-- AIM OF THE EXERCISE --
Quote precisely the final stretch of the listing: start at the line containing "of the carpeted" and stop after the last line.

-- MATERIAL FOR THIS TASK --
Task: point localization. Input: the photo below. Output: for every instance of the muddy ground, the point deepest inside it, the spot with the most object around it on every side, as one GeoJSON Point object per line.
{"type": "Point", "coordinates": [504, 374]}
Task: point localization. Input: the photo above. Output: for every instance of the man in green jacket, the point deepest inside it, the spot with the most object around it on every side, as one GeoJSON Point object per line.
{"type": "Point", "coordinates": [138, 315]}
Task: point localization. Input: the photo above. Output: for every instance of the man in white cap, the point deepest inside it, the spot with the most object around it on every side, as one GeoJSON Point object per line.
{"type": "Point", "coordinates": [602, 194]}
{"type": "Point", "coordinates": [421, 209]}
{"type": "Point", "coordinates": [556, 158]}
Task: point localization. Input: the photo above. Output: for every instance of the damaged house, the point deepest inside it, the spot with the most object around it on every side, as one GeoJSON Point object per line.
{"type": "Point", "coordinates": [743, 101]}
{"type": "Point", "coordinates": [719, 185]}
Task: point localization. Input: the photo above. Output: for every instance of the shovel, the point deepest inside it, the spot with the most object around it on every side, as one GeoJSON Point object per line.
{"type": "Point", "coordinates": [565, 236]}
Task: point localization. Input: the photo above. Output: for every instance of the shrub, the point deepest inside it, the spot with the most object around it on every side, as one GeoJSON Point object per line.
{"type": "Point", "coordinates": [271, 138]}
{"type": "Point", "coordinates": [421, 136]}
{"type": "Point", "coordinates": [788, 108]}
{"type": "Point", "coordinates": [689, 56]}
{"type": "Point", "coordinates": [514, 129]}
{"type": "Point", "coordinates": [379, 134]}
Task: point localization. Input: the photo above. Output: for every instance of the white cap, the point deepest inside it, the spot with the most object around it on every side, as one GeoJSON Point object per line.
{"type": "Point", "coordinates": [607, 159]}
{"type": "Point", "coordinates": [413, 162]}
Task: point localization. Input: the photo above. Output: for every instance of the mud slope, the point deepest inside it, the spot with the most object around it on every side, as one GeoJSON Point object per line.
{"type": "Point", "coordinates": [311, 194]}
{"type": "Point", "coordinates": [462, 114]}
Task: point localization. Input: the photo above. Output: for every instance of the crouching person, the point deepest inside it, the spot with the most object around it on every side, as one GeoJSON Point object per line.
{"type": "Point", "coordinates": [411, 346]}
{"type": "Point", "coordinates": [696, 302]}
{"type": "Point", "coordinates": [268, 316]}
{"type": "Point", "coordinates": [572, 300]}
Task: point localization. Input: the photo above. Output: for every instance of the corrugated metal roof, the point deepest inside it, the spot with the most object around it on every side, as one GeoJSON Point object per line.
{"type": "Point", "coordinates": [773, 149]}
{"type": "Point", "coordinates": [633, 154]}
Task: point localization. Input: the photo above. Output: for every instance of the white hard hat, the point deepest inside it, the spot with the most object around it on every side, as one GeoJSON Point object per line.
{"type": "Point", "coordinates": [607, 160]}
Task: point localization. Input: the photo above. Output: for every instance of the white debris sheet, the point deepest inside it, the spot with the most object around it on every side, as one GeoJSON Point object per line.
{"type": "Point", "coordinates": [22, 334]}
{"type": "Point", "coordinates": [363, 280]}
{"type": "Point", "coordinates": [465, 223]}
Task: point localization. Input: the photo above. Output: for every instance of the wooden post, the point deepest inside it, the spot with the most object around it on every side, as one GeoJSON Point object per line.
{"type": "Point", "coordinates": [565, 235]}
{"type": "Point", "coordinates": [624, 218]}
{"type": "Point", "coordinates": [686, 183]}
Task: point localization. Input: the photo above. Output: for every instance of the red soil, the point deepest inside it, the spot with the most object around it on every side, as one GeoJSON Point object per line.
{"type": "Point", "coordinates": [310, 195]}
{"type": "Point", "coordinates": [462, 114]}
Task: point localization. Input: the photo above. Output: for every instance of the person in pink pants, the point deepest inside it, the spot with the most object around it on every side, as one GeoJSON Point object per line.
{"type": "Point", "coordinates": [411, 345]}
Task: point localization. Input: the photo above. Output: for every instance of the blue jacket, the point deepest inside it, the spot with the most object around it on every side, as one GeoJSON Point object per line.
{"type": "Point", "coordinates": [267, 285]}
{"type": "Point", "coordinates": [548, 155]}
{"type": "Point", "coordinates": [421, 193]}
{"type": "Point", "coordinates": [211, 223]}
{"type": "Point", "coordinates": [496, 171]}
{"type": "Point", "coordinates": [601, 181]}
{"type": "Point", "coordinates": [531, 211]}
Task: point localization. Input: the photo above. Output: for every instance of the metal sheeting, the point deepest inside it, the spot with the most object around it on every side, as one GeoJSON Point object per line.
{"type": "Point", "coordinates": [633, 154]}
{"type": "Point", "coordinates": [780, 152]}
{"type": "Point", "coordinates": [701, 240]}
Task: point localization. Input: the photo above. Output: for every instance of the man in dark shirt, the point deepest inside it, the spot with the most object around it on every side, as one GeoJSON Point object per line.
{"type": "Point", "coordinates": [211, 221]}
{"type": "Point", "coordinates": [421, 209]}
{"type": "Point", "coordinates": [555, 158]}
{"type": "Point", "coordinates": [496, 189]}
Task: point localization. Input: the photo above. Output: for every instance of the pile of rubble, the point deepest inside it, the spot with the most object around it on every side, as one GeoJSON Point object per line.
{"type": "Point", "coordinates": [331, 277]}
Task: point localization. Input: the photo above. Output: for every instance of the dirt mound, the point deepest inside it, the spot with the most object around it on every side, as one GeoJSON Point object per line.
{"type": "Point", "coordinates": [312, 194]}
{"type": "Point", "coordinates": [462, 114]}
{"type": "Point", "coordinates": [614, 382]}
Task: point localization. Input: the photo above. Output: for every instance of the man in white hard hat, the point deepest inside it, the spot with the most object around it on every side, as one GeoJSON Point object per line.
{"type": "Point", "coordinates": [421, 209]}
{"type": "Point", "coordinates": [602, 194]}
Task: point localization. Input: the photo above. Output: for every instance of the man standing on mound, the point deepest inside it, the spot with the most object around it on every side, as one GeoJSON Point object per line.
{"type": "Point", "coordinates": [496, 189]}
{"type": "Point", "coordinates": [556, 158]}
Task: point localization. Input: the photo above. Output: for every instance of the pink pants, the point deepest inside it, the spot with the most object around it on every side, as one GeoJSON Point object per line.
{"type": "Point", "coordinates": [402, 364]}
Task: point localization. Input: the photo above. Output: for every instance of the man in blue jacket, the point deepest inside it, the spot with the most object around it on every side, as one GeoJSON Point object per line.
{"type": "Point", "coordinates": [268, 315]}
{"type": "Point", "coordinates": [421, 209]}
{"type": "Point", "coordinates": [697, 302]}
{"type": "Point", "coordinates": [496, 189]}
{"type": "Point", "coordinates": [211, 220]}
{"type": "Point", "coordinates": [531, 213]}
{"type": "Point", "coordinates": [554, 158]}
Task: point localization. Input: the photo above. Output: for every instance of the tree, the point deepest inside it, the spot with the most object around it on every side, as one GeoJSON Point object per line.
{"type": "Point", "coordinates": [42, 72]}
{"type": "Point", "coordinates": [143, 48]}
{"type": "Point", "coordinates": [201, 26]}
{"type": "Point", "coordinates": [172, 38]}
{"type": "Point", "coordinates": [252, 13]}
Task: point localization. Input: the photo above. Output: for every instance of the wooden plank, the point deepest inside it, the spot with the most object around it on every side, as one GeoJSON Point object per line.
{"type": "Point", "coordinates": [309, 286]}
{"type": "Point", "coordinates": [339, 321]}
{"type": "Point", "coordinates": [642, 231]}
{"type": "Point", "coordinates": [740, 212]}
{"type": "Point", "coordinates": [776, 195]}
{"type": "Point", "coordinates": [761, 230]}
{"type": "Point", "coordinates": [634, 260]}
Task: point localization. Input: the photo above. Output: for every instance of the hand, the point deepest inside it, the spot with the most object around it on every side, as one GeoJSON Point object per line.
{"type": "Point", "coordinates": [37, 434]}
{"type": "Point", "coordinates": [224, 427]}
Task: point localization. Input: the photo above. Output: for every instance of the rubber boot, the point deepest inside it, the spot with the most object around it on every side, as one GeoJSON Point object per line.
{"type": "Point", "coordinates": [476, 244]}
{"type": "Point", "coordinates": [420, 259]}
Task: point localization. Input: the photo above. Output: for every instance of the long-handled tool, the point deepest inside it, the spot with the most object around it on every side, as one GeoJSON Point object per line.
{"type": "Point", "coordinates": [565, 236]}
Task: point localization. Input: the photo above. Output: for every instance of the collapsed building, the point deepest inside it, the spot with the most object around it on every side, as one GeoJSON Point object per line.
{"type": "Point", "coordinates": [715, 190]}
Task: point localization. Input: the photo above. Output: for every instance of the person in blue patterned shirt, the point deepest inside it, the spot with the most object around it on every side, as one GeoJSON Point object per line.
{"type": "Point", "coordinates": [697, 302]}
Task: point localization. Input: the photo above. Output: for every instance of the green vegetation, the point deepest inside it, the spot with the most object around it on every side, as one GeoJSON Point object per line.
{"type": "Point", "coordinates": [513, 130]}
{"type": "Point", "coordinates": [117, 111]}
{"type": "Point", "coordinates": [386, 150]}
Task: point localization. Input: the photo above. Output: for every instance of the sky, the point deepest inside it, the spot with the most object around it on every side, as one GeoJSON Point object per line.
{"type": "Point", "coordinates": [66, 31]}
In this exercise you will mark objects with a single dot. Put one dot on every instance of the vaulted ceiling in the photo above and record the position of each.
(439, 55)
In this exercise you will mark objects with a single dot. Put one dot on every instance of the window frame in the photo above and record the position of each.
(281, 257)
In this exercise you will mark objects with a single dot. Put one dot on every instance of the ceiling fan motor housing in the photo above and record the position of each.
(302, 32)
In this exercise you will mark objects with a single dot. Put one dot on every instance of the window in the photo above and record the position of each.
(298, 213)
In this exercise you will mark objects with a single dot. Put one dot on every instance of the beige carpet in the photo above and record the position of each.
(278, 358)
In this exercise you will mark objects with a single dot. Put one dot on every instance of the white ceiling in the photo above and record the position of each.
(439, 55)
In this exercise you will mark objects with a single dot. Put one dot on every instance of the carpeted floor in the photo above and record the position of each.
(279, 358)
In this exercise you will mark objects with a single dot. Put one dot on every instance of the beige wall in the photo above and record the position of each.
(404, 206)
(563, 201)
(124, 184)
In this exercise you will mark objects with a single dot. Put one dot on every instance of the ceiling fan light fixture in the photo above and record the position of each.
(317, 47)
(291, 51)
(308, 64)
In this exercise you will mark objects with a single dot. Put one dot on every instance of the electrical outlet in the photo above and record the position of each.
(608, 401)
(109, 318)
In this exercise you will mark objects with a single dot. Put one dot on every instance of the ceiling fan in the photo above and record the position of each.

-- ANSWER SECTION --
In this exercise you will mark objects with a single dot. Put one dot on every instance of the carpeted floor in the photo above and record the position of each.
(279, 358)
In this exercise you will mark objects with a single dot. Put one dot on every instance of the beige wall in the photo above and record the position of each.
(404, 206)
(563, 201)
(124, 184)
In this exercise you will mark objects with a single dot. Put one dot on every instance of the ceiling fan light fixture in the photo above and record the position of each.
(317, 47)
(291, 51)
(308, 64)
In this exercise you will mark objects with a single dot. Put one dot on every instance of the electrical outlet in the photo above and record the position of each.
(608, 401)
(109, 318)
In this exercise you will mark objects with a single dot. Put one dot on every instance of the ceiling fan in the photo above and record the position of each.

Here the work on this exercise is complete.